GIVEN REQUEST 1
From the transistor passage, extract the text between "FIGS. 7A-7C are" and "embodiments of the disclosure.", inclusive.
GIVEN REQUEST 2
Decide whether each statement below agrees with the transistor passage, answering yes or no and quoting the deciding words. (a) FIG. 10 is an interposer implementing one or more embodiments of the disclosure. (b) The described operations must be performed in the order in which they are presented. (c) FIGS. 8A and 8B are cross-sectional illustrations across the source contact.

PASSAGE PROVIDED
● ● ● ●
FIGS. 7A-7C are cross-sectional illustrations of a process for forming a HEMT using a second interface layer as an etchstop layer, in accordance with an embodiment.

FIGS. 8A and 8B are cross-sectional illustrations across the gate contact, in accordance with an embodiment.

FIG. 9 illustrates a computing device in accordance with one implementation of an embodiment of the disclosure.

FIG. 10 is an interposer implementing one or more embodiments of the disclosure.

EMBODIMENTS OF THE PRESENT DISCLOSURE

Described herein are high electron mobility transistors (HEMTs) with improved performance provided by transition metal-III-nitride alloy layers, in accordance with various embodiments. In the following description, various aspects of the illustrative implementations will be described using terms commonly employed by those skilled in the art to convey the substance of their work to others skilled in the art. However, it will be apparent to those skilled in the art that the present invention may be practiced with only some of the described aspects. For purposes of explanation, specific numbers, materials and configurations are set forth in order to provide a thorough understanding of the illustrative implementations. However, it will be apparent to one skilled in the art that the present invention may be practiced without the specific details. In other instances, well-known features are omitted or simplified in order not to obscure the illustrative implementations.

Various operations will be described as multiple discrete operations, in turn, in a manner that is most helpful in understanding the present invention, however, the order of description should not be construed to imply that these operations are necessarily order dependent. In particular, these operations need not be performed in the order of presentation.
● ● ● ●
(Rows of bounding-box annotation data)
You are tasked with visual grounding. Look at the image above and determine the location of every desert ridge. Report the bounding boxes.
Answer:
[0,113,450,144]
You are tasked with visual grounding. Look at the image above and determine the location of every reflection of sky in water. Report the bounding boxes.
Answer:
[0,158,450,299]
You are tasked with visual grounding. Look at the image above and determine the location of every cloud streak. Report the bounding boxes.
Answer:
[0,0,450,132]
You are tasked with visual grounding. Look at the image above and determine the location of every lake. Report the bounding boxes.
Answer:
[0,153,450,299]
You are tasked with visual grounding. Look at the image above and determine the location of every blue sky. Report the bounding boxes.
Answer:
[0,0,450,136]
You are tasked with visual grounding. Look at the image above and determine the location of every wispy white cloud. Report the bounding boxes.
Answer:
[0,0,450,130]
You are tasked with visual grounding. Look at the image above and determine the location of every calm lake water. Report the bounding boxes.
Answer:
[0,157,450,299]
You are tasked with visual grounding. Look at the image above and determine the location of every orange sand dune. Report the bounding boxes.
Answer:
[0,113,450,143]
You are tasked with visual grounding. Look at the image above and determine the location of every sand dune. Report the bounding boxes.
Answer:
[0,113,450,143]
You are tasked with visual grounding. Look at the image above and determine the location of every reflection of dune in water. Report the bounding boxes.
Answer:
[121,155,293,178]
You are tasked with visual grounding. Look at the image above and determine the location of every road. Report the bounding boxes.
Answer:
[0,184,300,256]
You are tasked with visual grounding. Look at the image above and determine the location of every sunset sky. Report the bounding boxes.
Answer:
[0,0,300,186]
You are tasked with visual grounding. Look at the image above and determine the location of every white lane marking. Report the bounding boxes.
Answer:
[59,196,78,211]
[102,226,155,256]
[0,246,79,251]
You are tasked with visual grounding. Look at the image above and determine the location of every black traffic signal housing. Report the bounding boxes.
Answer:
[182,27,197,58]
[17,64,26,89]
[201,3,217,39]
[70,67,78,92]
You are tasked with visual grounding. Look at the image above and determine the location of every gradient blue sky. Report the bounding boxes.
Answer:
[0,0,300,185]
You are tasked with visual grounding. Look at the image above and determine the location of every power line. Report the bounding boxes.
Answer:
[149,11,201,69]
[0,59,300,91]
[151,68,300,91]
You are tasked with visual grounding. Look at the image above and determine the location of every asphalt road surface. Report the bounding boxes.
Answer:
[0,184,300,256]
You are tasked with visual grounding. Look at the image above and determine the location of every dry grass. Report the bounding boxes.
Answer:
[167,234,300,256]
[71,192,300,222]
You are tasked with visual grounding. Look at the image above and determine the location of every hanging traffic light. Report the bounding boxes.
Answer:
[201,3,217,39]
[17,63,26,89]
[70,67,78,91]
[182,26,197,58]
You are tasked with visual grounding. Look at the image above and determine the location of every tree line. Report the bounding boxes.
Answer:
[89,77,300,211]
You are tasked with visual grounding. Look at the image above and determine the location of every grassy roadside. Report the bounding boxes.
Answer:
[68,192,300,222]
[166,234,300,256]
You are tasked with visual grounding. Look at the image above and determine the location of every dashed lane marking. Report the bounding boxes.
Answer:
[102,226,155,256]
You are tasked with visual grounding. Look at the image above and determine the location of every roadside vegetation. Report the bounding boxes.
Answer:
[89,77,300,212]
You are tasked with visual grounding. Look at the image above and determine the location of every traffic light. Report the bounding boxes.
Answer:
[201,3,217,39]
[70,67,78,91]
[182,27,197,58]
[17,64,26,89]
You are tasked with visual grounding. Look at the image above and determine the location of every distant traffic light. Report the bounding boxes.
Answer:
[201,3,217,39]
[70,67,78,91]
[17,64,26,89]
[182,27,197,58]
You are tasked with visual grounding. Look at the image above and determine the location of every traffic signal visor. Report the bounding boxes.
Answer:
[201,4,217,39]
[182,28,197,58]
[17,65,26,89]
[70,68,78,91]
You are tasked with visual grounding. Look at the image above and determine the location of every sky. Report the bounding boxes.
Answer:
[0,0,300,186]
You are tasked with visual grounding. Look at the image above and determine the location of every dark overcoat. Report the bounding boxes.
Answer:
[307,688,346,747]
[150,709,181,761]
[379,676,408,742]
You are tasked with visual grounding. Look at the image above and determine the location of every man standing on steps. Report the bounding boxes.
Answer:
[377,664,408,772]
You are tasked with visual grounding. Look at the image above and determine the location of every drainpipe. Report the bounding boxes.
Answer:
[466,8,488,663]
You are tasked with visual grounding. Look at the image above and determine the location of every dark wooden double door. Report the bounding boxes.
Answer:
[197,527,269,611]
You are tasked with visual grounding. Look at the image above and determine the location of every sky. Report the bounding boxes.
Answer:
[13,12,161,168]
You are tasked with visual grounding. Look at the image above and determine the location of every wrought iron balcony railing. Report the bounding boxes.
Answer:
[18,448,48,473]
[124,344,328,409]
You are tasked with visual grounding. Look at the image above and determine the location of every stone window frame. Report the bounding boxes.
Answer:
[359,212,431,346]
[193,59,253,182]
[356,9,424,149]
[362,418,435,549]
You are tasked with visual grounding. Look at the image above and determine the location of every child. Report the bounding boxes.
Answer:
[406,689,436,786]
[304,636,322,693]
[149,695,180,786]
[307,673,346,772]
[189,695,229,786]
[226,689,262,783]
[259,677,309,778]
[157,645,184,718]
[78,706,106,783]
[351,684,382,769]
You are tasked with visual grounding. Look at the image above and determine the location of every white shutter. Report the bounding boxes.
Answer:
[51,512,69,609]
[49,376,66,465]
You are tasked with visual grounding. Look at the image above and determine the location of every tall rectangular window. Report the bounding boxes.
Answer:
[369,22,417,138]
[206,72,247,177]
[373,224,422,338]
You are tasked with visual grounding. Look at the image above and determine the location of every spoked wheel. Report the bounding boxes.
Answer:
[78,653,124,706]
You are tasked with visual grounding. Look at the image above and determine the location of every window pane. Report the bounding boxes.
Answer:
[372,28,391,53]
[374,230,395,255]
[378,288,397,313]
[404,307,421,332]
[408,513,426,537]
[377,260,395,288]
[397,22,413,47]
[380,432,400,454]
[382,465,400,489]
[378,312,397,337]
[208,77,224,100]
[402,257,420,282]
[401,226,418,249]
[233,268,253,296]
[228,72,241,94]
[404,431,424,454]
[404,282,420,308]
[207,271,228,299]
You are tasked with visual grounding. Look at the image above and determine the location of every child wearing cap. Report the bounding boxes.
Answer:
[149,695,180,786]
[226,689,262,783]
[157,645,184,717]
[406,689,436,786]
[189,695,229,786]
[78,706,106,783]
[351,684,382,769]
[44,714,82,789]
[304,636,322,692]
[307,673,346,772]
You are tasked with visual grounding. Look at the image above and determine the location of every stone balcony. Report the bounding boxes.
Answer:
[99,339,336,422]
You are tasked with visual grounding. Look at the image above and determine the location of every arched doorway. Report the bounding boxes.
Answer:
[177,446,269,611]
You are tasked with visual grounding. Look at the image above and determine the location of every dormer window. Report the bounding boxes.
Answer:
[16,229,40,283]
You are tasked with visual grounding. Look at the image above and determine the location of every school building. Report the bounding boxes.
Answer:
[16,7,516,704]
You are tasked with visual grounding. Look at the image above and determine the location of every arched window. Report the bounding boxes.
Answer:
● ● ● ●
WORKED SOLUTION 1
FIGS. 7A-7C are cross-sectional illustrations of a process for forming a HEMT using a second interface layer as an etchstop layer, in accordance with an embodiment.

FIGS. 8A and 8B are cross-sectional illustrations across the gate contact, in accordance with an embodiment.

FIG. 9 illustrates a computing device in accordance with one implementation of an embodiment of the disclosure.

FIG. 10 is an interposer implementing one or more embodiments of the disclosure.

WORKED SOLUTION 2
(a) Yes: "FIG. 10 is an interposer implementing one or more embodiments of the disclosure."
(b) No: "these operations need not be performed in the order of presentation."
(c) No: "FIGS. 8A and 8B are cross-sectional illustrations across the gate contact"